* Set tasks *
[a] In the forum thread, which book does the original poster name as the place where the word was spelled "shorawi"?
[b] Rewrite the forum thread's passage from "True. It must" to "mentally call Russes.", changing "Afghans" to "Afghan people".

# Persian: Shorawi شوروي



## andrzejewskil

Hello, 

Could anybody pls tell me how to pronounce the word "shorawi"
Is it 'sho' like in 'short', 'ra' like in 'rational' 'wi' like in 'wisdom'?


----------



## elroy

I do not recognize "shorawi" as an Arabic word.  Where did you see/hear it?  Do you have more context?


----------



## Ander

elroy said:


> I do not recognize "shorawi" as an Arabic word. Where did you see/hear it? Do you have more context?


 
Shurawi or shuravi is the name the Afghans gave to the Soviet/Russian occupiers of their land over a decade ago. Soviet means council in Russian and corresponds to shura.


----------



## elroy

Is it Arabic?


----------



## Ander

It is Persian, but I think the word shura is Arabic in origin.


----------



## andrzejewskil

Ander said:


> Shurawi or shuravi is the name the Afghans gave to the Soviet/Russian occupiers of their land over a decade ago. Soviet means council in Russian and corresponds to shura.



True. It must be Persian since it comes from Afghanistan. It is indeed what the Afghans call (used to call?) the Russians, at least in the book 'The Kite Runner'. There it was spelled as _shorawi_. I cannot speak a word of any of Arabic languages so don't have a clue how to pronounce it. I am living in Russia now and would like to know the pronunciation of the word for the variety of terms I could mentally call Russes. 
Thanx


----------



## Mahaodeh

Personally, I've never heard it before.  Shura in Arabic means "the act of consulting" or "the act of asking for advice/seeking advice"; it's pronounced shu as in _shoe_ and ra as in _ra_ft_._  I would imagine that the last part is pronounced like French for _yes_.

* Given information *
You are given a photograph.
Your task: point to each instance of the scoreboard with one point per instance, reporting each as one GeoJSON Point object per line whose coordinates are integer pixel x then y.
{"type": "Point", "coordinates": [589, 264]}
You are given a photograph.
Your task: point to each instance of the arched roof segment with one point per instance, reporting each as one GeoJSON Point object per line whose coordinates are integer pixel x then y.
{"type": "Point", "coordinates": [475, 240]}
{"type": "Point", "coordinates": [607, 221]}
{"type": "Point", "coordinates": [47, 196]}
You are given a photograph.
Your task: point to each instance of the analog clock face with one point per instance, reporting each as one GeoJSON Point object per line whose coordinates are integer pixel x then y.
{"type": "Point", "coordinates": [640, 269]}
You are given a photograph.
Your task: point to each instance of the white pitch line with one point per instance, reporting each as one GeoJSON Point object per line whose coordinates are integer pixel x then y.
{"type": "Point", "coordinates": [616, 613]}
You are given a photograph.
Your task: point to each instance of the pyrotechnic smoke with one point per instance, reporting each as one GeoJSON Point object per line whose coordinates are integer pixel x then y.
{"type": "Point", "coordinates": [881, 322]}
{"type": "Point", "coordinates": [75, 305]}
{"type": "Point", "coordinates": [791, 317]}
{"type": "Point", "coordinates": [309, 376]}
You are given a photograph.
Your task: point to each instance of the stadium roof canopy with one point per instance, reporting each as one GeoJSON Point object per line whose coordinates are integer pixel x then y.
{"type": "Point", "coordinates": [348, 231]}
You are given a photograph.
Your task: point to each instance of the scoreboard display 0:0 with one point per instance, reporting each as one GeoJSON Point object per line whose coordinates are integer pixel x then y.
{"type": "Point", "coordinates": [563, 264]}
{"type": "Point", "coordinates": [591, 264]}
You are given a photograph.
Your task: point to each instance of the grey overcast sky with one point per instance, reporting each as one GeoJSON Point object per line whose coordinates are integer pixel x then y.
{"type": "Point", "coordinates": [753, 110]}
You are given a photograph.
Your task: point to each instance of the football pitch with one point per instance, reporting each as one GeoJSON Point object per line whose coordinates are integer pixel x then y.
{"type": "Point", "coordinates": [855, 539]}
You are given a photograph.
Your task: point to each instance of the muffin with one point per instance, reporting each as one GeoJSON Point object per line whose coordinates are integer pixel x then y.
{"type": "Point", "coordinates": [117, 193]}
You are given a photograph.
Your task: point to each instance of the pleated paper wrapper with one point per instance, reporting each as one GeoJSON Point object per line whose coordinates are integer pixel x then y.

* Solved tasks *
[a] 'The Kite Runner'

[b]
True. It must be Persian since it comes from Afghanistan. It is indeed what the Afghan people call (used to call?) the Russians, at least in the book 'The Kite Runner'. There it was spelled as _shorawi_. I cannot speak a word of any of Arabic languages so don't have a clue how to pronounce it. I am living in Russia now and would like to know the pronunciation of the word for the variety of terms I could mentally call Russes.